◆ Stated goal ◆
Copy out every line in the entries below that contains the word "green". Case matters, so count only matches with the same capitalization.

━━ Dataset records

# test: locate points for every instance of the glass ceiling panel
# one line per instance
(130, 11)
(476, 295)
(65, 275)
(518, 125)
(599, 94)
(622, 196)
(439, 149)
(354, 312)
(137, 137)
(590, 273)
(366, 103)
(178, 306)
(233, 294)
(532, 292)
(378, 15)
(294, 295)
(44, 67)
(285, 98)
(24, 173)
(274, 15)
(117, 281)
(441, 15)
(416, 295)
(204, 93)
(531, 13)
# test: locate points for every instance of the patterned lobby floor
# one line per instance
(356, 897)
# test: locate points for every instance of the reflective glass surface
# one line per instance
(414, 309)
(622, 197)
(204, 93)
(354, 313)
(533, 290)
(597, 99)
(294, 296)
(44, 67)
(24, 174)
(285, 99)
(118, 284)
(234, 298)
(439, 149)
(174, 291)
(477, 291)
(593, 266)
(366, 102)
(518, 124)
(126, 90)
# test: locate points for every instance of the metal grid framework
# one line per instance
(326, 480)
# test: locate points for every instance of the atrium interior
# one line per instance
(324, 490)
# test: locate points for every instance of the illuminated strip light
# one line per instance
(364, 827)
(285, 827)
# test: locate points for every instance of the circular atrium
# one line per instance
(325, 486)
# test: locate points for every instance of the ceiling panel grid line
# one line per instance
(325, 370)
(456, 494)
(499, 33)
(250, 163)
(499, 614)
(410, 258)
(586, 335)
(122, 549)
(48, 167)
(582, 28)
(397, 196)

━━━━
━━ Dataset records

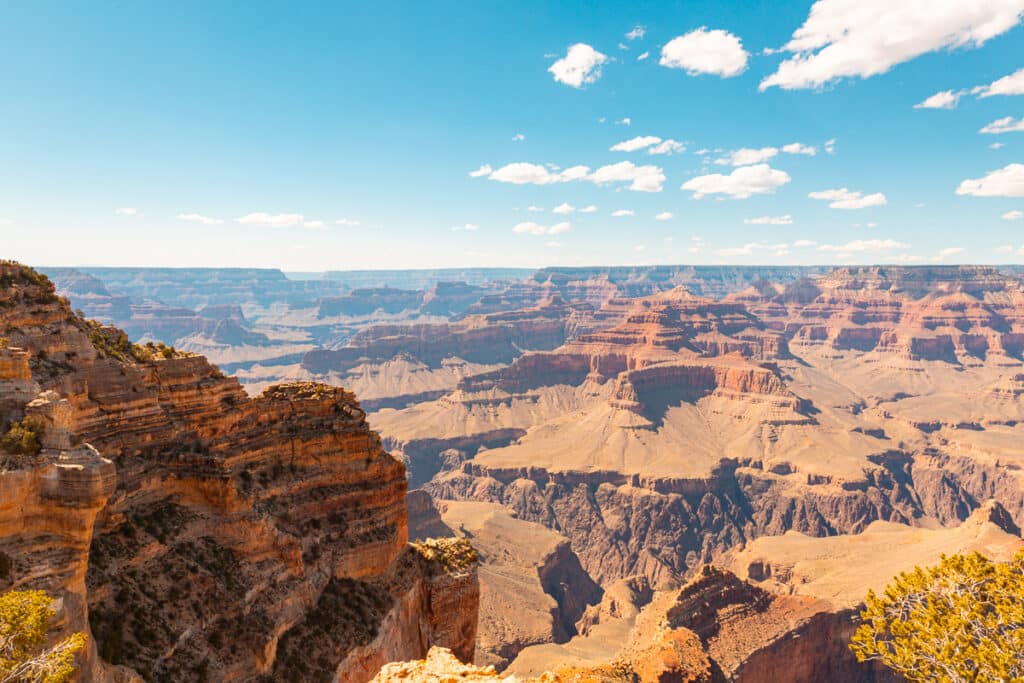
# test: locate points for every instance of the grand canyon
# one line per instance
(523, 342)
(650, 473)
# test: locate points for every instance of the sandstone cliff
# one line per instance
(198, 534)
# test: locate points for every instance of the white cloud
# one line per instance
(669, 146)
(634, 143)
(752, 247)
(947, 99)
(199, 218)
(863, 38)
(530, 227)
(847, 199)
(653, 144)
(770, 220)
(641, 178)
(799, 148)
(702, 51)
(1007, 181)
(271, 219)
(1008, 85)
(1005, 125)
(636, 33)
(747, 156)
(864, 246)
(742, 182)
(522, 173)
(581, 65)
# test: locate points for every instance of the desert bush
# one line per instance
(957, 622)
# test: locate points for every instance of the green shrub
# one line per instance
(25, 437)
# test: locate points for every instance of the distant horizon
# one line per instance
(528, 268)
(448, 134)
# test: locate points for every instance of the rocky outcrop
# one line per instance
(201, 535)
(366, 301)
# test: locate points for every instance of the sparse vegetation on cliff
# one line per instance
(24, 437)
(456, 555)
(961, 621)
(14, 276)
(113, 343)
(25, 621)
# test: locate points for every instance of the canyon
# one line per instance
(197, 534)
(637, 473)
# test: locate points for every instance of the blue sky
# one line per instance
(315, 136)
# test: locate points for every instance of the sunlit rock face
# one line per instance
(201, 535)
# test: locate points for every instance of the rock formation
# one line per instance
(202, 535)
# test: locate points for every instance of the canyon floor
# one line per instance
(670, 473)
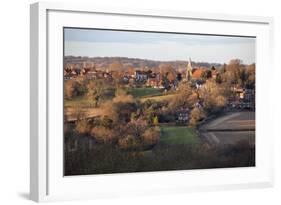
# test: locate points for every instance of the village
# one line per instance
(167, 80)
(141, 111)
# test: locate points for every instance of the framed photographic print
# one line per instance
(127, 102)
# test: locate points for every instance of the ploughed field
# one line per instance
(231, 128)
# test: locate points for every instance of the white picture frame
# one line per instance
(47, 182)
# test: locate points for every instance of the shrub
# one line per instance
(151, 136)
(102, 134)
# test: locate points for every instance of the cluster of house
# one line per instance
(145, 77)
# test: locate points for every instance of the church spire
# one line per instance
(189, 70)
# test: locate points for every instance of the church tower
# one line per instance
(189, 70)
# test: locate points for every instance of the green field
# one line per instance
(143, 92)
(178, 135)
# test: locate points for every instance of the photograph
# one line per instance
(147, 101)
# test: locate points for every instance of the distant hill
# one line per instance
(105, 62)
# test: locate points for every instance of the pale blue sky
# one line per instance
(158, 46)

━━━━
━━ Dataset records

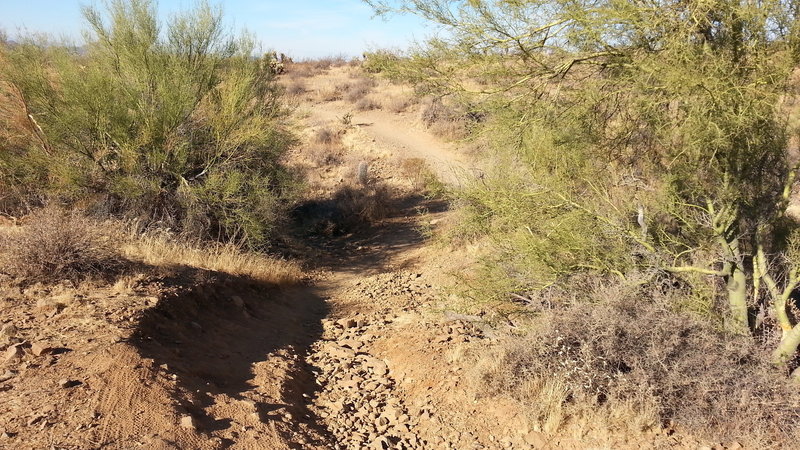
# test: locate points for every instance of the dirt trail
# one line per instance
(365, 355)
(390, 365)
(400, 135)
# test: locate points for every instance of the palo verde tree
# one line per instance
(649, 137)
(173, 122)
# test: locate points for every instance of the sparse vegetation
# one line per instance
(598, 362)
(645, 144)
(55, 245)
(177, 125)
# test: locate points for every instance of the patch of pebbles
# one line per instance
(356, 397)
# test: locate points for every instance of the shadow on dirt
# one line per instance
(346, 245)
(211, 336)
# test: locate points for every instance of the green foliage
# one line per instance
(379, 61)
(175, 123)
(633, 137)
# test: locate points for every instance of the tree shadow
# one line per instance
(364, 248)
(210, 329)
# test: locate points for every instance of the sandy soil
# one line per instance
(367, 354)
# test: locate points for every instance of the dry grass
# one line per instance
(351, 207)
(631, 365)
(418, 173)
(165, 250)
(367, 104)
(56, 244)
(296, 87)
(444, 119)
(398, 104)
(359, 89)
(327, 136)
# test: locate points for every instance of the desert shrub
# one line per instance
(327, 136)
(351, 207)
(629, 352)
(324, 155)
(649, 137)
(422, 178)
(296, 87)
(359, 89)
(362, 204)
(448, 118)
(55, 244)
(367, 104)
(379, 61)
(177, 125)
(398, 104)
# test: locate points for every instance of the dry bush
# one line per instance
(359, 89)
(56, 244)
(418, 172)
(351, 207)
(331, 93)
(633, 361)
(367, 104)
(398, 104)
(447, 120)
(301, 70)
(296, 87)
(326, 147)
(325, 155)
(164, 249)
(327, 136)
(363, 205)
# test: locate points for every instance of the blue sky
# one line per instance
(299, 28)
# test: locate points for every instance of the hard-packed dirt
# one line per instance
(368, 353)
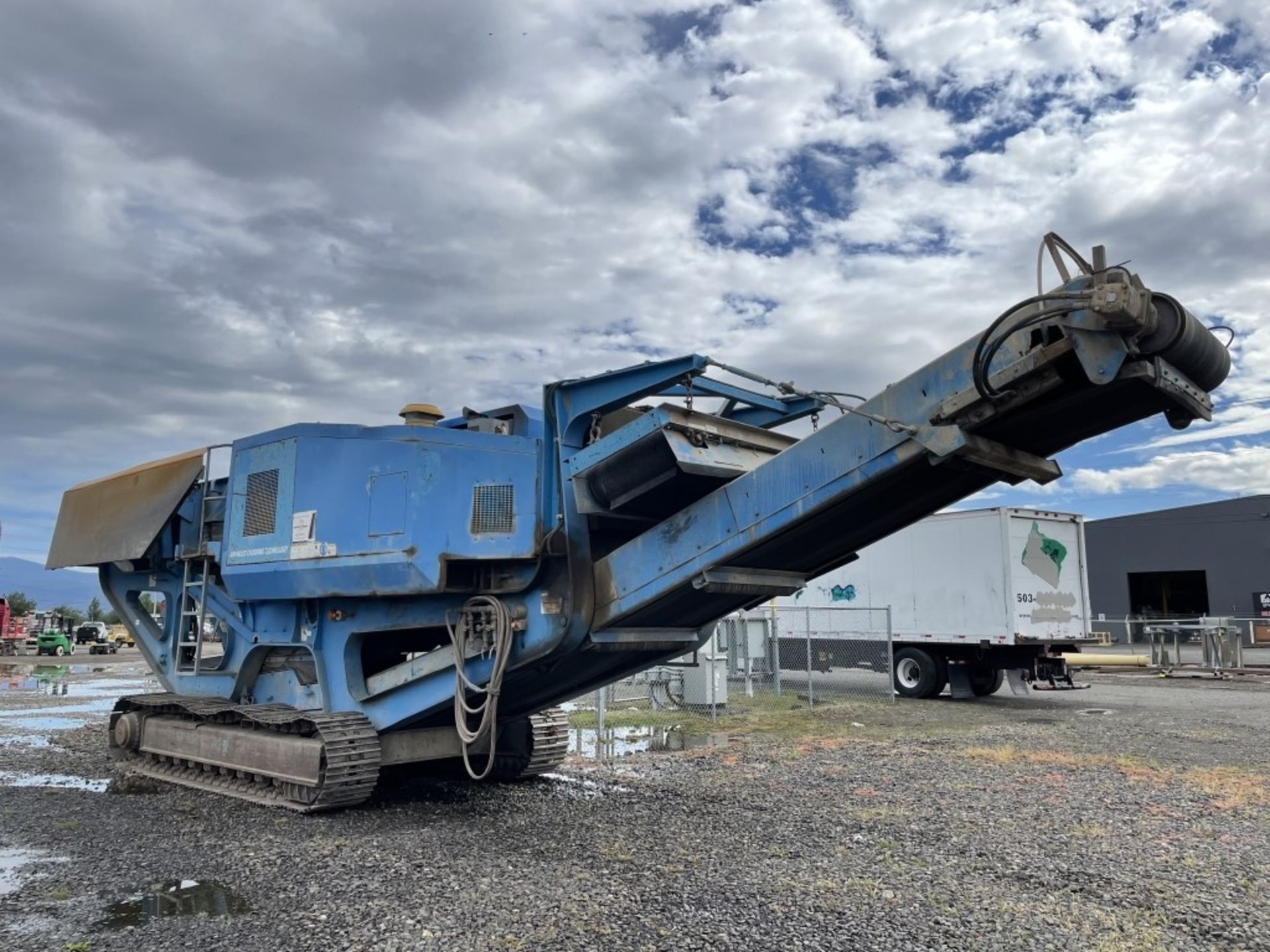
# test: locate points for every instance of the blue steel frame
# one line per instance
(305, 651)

━━━━

◆ Solution ◆
# test: locate points for every instance of the green shrub
# test: locate points for every instance of the green field
# test: locate points for every instance of the green foliage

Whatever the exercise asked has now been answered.